WORK TO COMPLETE:
Turn the records below, from the start through the line containing "472V469L116 467L114 473L106", into a JSON list of strings with one string per line, leaving out blank lines.

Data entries
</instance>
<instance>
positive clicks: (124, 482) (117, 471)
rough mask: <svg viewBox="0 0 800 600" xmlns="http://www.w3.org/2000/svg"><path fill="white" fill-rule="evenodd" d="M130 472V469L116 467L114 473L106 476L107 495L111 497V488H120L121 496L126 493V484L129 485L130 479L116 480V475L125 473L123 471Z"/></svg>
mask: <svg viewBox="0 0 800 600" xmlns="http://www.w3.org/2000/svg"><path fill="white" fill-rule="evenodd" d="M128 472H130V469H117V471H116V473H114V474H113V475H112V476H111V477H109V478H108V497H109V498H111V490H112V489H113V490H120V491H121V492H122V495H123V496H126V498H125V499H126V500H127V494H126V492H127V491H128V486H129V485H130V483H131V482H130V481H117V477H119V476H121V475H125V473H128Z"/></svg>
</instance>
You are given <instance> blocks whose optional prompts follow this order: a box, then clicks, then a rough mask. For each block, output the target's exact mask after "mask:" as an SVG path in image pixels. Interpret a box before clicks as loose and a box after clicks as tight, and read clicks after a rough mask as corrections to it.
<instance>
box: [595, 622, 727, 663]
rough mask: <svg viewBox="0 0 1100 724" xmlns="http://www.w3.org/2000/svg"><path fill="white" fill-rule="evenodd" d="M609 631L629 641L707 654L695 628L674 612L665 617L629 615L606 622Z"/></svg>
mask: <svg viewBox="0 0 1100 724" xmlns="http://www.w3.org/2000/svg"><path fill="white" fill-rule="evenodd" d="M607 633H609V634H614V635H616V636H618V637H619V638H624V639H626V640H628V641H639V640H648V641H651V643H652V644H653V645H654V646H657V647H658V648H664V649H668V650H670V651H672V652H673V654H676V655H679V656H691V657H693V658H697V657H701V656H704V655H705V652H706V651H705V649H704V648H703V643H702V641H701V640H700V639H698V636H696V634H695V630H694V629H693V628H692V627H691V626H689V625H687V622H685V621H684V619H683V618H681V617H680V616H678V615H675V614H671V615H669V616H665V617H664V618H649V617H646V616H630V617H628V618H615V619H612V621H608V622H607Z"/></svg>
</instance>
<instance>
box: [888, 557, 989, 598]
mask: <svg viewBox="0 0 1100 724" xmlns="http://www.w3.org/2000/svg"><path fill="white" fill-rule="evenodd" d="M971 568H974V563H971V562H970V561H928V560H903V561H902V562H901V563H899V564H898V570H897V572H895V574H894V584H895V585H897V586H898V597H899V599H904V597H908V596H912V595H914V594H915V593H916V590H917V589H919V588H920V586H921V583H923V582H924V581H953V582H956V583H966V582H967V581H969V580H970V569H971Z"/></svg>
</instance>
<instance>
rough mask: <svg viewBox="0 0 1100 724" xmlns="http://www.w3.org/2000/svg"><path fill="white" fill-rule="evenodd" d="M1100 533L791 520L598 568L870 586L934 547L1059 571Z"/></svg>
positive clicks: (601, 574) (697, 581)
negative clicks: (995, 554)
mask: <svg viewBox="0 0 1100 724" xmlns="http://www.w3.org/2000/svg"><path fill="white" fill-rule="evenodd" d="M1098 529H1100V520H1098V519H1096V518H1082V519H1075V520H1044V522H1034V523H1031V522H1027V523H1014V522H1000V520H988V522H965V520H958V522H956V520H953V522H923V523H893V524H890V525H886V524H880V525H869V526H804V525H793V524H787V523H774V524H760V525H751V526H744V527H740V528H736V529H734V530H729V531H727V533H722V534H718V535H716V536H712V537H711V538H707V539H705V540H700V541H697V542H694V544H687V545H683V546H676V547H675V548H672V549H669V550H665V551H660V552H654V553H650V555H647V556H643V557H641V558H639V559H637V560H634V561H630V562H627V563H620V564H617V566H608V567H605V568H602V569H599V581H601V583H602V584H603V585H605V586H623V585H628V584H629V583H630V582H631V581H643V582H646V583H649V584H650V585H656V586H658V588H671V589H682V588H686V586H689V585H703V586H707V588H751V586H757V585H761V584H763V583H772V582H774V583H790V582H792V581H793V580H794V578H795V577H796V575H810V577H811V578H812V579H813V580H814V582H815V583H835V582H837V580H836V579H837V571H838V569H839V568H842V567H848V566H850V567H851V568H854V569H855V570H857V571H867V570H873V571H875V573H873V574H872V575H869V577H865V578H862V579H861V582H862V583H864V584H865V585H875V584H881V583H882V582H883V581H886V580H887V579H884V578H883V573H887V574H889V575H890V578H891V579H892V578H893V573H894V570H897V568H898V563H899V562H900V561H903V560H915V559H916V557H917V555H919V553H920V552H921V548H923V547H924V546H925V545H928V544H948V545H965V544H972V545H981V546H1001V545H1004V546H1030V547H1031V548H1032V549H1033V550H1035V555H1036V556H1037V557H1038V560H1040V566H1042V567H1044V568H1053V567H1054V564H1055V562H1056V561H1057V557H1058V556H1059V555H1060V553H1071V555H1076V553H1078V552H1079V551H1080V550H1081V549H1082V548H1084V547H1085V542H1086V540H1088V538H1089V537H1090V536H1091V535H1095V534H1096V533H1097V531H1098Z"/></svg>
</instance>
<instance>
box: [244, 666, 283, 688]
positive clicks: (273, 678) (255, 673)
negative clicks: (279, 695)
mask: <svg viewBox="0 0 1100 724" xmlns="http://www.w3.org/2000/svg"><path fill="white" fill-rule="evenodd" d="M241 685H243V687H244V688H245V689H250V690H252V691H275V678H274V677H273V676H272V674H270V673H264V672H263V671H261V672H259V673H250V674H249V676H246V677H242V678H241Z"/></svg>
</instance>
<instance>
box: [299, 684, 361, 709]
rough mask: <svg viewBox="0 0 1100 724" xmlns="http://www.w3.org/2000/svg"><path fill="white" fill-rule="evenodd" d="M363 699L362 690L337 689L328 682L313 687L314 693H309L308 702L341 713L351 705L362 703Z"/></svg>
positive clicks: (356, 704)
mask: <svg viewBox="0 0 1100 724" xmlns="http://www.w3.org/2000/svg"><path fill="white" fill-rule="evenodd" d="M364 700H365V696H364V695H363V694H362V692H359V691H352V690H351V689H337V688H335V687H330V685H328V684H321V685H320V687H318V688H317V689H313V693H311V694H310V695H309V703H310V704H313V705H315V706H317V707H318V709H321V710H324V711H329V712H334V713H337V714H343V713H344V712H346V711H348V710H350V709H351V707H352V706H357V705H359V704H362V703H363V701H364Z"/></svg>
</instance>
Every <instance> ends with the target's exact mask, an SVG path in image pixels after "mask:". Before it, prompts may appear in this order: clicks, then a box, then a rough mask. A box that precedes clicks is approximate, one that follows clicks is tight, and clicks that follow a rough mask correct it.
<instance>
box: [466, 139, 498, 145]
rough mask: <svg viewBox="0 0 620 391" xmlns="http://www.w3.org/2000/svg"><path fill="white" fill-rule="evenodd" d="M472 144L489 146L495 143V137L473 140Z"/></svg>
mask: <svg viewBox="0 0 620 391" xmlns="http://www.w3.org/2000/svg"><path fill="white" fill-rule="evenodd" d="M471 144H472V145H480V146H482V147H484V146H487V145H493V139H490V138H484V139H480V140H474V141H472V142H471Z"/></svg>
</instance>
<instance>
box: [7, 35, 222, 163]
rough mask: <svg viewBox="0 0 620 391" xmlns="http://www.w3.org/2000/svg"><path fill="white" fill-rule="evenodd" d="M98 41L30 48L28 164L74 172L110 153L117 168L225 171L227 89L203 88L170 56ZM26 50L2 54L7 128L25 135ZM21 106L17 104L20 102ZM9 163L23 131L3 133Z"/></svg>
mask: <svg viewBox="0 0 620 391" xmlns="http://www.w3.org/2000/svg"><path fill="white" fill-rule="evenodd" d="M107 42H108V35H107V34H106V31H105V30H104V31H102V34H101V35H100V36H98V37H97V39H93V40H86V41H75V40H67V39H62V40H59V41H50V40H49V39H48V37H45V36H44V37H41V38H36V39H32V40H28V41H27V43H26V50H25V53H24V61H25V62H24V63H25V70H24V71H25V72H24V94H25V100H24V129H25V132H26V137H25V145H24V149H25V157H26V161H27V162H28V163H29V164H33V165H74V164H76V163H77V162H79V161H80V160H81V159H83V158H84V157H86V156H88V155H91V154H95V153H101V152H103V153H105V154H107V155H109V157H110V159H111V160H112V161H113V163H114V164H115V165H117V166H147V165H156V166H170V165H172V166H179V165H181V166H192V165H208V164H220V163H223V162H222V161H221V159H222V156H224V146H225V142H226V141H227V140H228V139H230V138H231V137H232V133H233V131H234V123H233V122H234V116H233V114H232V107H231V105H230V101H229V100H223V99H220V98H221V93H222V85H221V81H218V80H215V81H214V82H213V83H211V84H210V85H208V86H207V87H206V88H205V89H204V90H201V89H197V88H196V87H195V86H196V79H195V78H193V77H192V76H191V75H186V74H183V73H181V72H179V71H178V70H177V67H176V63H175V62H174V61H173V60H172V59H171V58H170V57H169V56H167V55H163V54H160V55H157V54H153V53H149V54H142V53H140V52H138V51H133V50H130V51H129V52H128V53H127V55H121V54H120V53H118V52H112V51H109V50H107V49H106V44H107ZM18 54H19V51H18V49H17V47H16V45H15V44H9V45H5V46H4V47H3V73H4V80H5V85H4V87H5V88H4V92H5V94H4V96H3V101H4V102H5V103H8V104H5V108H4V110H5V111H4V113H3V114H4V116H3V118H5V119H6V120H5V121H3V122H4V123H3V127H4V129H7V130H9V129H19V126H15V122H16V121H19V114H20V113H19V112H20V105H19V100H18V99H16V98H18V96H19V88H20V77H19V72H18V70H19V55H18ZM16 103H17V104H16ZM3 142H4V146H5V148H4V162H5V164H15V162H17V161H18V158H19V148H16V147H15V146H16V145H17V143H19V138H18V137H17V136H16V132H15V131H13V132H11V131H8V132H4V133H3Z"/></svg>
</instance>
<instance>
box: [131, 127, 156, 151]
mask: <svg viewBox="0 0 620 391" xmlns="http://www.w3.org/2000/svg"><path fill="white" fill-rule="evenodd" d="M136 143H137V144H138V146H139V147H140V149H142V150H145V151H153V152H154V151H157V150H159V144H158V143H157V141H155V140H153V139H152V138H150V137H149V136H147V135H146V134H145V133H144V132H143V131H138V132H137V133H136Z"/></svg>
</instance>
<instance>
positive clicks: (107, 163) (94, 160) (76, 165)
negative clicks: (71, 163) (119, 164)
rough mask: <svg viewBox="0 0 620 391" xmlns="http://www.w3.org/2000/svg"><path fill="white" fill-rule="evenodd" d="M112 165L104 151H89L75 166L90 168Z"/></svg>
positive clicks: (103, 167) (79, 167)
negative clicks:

FINAL ANSWER:
[
  "</instance>",
  "<instance>",
  "positive clicks: (124, 482) (117, 471)",
  "rough mask: <svg viewBox=\"0 0 800 600\" xmlns=\"http://www.w3.org/2000/svg\"><path fill=\"white\" fill-rule=\"evenodd\" d=\"M130 472V469L116 467L114 473L106 476L107 495L111 497V488H120L121 496L126 493V484L129 485L130 479L116 480V475L125 473L123 471Z\"/></svg>"
]